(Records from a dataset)
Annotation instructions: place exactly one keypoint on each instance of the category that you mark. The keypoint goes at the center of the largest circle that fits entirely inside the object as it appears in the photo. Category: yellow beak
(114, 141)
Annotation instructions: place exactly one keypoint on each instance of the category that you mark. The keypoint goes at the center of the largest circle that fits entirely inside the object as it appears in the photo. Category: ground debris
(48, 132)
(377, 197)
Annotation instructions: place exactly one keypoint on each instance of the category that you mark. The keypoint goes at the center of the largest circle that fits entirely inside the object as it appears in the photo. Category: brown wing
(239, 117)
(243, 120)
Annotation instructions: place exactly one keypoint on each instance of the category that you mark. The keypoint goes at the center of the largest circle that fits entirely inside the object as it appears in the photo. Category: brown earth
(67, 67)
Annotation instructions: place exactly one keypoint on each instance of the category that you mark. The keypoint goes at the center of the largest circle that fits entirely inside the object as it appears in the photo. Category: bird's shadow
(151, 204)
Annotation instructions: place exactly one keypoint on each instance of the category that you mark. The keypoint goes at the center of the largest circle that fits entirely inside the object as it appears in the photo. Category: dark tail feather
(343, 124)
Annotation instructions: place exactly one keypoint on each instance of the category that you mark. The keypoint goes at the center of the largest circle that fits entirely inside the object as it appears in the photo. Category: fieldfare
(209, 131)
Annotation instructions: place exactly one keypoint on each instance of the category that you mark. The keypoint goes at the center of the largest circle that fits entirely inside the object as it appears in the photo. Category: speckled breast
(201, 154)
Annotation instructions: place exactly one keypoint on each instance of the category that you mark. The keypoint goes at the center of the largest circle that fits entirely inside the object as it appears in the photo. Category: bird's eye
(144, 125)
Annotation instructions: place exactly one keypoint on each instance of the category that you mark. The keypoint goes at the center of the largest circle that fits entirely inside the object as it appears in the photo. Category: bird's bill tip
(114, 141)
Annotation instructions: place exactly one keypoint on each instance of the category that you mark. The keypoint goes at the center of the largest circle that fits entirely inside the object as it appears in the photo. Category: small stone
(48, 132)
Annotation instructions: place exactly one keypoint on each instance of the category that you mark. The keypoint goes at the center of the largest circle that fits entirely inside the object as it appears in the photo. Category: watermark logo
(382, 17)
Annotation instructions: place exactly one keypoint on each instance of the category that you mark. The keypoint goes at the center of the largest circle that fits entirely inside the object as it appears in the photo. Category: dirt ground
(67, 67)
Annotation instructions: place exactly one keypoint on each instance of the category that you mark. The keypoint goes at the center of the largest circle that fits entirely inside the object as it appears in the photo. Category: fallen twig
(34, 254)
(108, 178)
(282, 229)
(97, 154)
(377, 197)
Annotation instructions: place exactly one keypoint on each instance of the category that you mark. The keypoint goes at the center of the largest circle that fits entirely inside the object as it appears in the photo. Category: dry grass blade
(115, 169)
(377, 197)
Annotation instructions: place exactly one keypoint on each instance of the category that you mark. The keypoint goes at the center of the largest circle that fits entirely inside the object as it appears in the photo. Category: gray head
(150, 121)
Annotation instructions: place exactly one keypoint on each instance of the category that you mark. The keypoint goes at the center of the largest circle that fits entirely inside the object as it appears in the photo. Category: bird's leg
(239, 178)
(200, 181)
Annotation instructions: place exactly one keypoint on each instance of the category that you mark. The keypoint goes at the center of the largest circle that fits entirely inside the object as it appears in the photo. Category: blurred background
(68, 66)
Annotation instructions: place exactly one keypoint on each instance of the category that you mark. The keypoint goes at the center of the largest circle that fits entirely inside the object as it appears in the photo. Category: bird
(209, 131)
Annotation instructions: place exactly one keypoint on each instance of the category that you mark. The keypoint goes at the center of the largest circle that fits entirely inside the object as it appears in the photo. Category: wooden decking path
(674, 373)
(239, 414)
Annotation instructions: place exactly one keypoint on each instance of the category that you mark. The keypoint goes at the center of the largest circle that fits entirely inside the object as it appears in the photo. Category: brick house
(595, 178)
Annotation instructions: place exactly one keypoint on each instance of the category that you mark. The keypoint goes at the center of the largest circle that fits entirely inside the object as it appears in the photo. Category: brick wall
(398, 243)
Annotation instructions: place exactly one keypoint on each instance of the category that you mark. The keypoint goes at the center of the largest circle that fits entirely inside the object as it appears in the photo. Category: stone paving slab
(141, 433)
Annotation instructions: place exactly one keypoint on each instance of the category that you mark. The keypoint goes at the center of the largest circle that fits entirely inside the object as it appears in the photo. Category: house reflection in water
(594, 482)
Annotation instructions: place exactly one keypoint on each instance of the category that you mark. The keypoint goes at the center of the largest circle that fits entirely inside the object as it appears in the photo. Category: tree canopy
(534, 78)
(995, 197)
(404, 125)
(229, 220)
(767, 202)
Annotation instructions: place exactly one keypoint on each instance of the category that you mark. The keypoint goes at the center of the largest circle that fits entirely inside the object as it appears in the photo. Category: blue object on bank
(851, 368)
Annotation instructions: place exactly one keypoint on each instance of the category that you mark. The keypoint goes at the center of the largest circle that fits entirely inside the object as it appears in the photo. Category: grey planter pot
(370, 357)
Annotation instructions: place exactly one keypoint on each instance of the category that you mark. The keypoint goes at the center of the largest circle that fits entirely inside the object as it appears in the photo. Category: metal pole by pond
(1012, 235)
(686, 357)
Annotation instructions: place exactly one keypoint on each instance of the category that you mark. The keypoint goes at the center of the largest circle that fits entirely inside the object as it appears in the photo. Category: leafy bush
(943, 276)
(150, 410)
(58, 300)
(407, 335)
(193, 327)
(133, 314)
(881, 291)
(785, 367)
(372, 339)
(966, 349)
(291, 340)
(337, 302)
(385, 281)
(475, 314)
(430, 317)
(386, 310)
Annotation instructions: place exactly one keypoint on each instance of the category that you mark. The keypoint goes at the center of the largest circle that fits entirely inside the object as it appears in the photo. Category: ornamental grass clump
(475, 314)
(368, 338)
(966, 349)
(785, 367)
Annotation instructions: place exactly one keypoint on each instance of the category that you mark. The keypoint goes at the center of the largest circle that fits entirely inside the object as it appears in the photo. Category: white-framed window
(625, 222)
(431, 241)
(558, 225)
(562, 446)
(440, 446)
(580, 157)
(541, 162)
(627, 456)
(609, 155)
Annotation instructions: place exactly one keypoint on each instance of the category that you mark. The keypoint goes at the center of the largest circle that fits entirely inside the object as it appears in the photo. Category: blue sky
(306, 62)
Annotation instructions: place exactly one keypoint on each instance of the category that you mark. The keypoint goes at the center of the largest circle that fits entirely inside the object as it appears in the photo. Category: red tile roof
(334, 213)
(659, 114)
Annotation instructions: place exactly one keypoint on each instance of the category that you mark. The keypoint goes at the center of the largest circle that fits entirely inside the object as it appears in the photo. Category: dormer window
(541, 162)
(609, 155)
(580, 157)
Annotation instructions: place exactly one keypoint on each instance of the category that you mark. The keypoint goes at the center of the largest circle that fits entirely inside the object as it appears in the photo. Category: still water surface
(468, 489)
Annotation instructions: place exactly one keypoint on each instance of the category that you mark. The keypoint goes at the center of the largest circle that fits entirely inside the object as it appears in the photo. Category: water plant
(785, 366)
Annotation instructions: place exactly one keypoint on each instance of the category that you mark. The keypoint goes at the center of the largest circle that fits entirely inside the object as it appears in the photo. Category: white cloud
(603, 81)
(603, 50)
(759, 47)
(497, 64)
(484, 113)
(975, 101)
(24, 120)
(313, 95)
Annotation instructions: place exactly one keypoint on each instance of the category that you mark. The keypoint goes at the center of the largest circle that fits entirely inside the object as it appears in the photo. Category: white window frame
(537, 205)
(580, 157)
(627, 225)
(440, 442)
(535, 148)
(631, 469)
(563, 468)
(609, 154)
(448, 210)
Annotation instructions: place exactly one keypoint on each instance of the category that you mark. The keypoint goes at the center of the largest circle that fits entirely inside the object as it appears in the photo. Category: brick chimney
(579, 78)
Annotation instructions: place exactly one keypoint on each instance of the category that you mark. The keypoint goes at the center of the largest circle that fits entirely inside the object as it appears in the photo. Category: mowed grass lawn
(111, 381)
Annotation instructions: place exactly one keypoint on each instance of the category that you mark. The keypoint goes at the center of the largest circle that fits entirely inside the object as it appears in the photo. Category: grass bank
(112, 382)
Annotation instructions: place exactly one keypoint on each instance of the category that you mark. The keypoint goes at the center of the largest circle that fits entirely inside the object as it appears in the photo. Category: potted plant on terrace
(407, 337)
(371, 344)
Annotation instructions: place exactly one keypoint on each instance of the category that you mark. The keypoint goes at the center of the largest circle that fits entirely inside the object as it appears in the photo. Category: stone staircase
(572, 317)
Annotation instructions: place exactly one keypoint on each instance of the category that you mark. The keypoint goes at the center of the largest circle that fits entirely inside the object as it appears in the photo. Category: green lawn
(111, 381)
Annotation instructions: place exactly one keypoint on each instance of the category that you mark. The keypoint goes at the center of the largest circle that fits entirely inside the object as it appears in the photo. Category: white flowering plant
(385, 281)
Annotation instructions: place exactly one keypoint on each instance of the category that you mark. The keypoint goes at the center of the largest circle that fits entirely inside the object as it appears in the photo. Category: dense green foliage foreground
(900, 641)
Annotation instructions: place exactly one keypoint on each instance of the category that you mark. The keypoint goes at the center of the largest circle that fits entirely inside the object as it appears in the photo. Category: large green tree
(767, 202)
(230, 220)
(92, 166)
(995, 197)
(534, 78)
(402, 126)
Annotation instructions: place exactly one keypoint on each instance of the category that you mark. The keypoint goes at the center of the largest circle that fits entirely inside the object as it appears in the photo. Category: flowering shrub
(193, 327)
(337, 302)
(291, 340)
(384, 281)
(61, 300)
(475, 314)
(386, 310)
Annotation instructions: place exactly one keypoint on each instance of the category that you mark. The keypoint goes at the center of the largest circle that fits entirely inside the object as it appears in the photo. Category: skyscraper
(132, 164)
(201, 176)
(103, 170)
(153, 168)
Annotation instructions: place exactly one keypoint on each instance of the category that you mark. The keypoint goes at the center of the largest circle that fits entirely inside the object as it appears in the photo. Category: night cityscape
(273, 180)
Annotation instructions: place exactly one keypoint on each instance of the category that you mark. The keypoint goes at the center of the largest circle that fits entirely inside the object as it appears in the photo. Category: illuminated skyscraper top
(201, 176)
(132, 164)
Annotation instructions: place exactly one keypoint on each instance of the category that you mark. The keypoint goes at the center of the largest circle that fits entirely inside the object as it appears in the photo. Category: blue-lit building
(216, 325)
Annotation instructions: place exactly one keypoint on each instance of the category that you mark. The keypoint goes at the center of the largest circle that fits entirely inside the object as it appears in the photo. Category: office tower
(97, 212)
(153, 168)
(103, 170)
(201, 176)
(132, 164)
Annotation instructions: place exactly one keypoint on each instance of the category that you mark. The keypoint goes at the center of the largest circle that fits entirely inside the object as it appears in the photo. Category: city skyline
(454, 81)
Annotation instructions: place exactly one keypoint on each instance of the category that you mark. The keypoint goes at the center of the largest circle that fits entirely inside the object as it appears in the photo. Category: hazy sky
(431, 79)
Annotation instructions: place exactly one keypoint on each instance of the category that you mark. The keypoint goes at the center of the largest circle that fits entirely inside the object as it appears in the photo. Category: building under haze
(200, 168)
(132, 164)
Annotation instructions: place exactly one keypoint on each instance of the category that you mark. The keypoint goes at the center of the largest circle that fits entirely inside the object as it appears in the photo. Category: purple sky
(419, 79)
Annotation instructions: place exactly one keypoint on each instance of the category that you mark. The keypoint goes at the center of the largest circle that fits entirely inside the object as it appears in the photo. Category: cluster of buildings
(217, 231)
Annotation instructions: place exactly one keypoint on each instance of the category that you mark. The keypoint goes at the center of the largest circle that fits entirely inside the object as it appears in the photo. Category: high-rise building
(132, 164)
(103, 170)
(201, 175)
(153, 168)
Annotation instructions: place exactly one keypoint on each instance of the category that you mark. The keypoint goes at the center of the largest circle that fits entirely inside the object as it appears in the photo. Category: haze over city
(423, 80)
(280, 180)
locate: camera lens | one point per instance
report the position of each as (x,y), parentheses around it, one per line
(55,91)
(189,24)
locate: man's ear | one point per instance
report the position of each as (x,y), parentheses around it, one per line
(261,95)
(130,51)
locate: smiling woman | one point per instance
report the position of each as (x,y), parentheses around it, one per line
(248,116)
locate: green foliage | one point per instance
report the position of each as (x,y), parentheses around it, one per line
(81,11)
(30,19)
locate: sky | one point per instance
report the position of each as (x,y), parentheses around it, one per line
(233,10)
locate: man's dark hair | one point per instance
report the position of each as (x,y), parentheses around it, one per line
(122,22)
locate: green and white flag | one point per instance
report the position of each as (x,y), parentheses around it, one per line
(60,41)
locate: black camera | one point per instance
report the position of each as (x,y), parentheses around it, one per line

Instructions for the task:
Look above for the line containing "locate: sky | one point per instance", then please write out that line and each one after it through the end, exactly, with nothing else.

Exercise output:
locate: sky | one point per instance
report the position of each as (x,y), parentheses around it, one per line
(233,10)
locate: man's dark hair | one point per instance
report the position of each as (x,y), parentheses around it, one per line
(122,22)
locate: green and white flag | one point per instance
report the position of each as (x,y), parentheses around it, one per line
(60,41)
locate: black camera | one point per instance
report the position of each as (x,y), parentheses around it, one per line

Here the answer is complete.